> _TASK TO COMPLETE_
Working from the records below, repeat exactly the lines starting at the line that contains "of the sidewalk." and ending at the line that contains "the arched window.", inclusive.

> _INFORMATION SHOWN_

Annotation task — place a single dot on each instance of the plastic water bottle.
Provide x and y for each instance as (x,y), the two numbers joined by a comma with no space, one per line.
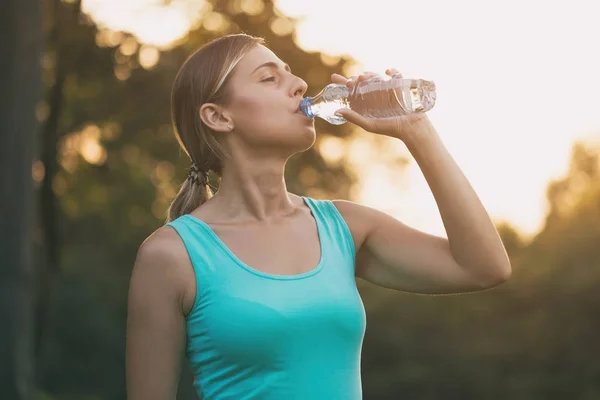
(375,98)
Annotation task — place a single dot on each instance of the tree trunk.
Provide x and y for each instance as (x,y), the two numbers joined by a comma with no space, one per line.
(20,92)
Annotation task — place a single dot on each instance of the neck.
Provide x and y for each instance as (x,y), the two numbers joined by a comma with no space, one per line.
(254,190)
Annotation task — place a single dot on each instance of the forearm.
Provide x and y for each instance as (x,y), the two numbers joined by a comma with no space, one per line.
(474,240)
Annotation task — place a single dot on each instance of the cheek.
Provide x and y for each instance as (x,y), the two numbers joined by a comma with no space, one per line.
(249,108)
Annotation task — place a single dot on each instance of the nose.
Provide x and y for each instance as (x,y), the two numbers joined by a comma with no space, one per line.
(299,87)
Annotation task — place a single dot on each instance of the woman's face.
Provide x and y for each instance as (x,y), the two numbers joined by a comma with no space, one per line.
(264,103)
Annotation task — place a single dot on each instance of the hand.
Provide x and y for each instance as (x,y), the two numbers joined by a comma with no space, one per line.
(403,127)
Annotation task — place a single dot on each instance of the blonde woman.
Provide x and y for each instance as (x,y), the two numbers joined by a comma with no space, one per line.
(256,285)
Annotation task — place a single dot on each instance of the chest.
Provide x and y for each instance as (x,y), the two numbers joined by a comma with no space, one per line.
(282,249)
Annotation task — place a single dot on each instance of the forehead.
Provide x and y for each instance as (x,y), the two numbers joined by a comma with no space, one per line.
(256,57)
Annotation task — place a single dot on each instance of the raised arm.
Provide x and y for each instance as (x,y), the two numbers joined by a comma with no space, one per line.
(155,319)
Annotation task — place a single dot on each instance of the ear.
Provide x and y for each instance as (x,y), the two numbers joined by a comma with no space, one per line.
(215,118)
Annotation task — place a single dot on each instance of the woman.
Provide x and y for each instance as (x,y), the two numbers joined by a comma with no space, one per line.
(257,285)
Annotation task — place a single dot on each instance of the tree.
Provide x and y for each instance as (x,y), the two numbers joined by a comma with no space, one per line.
(20,73)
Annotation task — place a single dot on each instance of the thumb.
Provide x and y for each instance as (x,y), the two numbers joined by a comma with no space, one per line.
(356,118)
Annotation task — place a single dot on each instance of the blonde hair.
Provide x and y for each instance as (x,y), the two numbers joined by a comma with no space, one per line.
(203,78)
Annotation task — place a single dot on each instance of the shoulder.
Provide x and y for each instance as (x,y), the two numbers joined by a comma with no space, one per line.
(162,266)
(162,247)
(360,219)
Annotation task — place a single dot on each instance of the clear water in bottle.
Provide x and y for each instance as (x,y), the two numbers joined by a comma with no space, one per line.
(375,98)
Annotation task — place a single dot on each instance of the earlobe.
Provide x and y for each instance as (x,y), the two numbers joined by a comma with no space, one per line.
(213,117)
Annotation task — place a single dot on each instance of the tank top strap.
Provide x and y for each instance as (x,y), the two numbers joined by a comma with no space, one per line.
(336,231)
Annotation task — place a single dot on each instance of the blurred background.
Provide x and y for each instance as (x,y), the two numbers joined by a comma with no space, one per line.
(89,165)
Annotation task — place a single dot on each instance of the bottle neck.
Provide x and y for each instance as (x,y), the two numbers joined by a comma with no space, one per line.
(307,106)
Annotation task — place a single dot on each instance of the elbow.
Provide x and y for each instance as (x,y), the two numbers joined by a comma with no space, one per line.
(497,275)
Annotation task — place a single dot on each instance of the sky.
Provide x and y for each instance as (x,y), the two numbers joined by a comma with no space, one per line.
(517,83)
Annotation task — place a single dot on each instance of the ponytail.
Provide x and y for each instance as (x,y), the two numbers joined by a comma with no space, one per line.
(203,78)
(192,194)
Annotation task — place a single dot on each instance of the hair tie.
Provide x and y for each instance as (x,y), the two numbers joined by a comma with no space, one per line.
(195,175)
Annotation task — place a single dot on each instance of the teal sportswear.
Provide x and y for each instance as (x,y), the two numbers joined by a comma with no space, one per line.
(254,335)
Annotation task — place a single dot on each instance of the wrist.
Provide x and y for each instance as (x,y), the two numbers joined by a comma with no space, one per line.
(419,135)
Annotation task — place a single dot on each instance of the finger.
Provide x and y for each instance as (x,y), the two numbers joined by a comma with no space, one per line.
(356,118)
(392,72)
(366,75)
(351,81)
(337,78)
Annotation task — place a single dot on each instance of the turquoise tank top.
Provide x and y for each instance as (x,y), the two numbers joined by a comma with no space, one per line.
(254,335)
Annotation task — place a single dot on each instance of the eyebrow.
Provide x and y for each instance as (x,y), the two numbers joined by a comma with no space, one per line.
(272,64)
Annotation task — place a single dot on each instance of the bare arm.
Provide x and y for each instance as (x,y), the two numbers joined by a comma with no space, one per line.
(155,319)
(397,256)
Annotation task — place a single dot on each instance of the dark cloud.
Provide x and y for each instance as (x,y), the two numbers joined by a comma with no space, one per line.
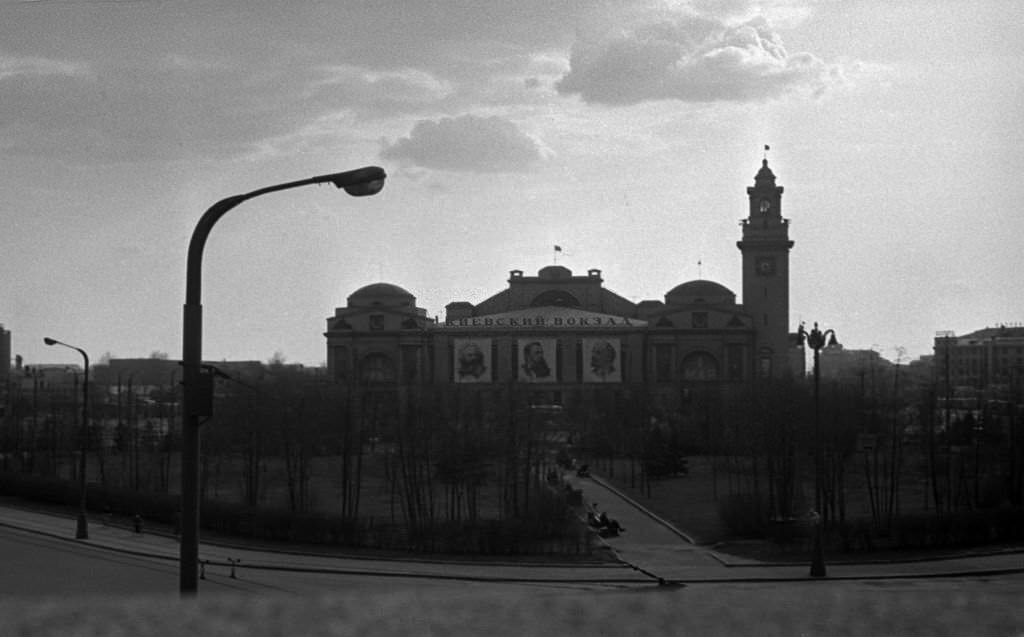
(689,58)
(466,143)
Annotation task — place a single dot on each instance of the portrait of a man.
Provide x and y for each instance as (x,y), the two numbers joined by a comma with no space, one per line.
(602,365)
(472,361)
(536,353)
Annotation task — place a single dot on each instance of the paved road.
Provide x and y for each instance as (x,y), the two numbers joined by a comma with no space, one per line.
(650,551)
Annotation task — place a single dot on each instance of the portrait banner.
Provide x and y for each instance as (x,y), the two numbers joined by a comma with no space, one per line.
(602,361)
(472,361)
(538,359)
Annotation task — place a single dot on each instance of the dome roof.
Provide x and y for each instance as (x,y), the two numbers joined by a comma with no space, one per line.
(765,175)
(381,294)
(700,292)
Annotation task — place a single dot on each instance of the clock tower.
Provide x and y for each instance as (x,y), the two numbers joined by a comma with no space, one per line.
(765,247)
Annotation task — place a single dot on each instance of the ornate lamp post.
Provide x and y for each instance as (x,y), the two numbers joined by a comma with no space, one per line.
(198,386)
(817,339)
(82,529)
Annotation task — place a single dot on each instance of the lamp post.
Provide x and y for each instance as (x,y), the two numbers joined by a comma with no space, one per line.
(82,529)
(817,339)
(198,386)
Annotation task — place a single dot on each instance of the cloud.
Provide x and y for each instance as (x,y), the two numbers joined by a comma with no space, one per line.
(466,143)
(690,58)
(380,93)
(22,66)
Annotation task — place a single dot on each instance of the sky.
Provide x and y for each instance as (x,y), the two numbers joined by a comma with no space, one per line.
(626,132)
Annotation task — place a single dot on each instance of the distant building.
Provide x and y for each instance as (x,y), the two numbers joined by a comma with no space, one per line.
(4,354)
(563,337)
(988,359)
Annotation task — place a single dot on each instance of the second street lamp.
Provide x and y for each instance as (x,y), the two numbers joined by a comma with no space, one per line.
(198,386)
(816,339)
(82,529)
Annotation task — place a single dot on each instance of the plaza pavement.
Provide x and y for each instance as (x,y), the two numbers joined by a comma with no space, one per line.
(650,550)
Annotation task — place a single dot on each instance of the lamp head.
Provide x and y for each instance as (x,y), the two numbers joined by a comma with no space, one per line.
(358,182)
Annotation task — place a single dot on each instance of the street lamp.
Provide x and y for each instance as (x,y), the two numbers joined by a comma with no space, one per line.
(197,396)
(82,531)
(817,339)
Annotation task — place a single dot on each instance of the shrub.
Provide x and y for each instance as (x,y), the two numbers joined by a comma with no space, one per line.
(744,515)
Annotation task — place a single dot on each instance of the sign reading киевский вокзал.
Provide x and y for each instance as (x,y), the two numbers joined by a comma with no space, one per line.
(545,317)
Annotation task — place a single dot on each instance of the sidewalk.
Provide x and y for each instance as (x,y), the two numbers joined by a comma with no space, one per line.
(654,545)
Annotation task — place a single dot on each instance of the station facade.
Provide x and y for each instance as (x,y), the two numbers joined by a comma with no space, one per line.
(562,336)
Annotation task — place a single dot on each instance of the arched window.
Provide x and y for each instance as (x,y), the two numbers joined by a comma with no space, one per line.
(555,297)
(699,366)
(378,369)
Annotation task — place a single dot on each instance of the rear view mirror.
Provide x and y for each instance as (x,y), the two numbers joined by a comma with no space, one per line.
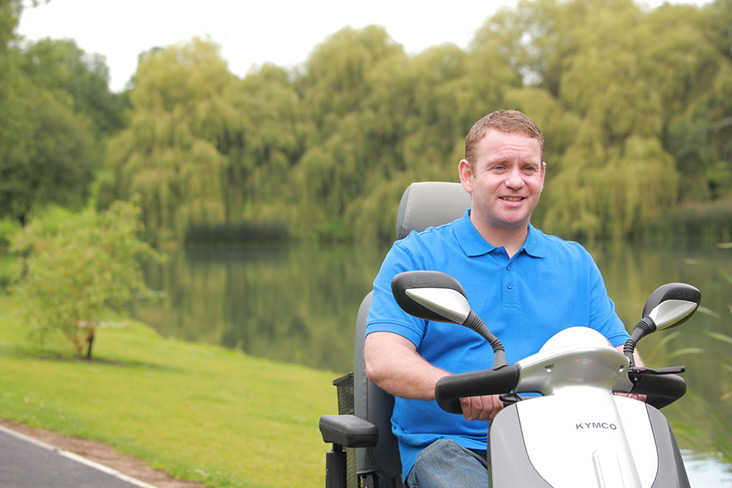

> _EXERCISE ANSWER_
Annotation task — place a single dot on each instance of the sidewalk.
Provide x and y for each instance as (x,y), the two numbers joined by a comma with no space, one per line.
(654,545)
Annotation task — place a single dot on each instance of the station facade.
Provide x and y for each instance as (x,y), the two numbers joined by a comma with no space, one per line.
(562,336)
Annotation task — place a single dot on each instance of the arched window.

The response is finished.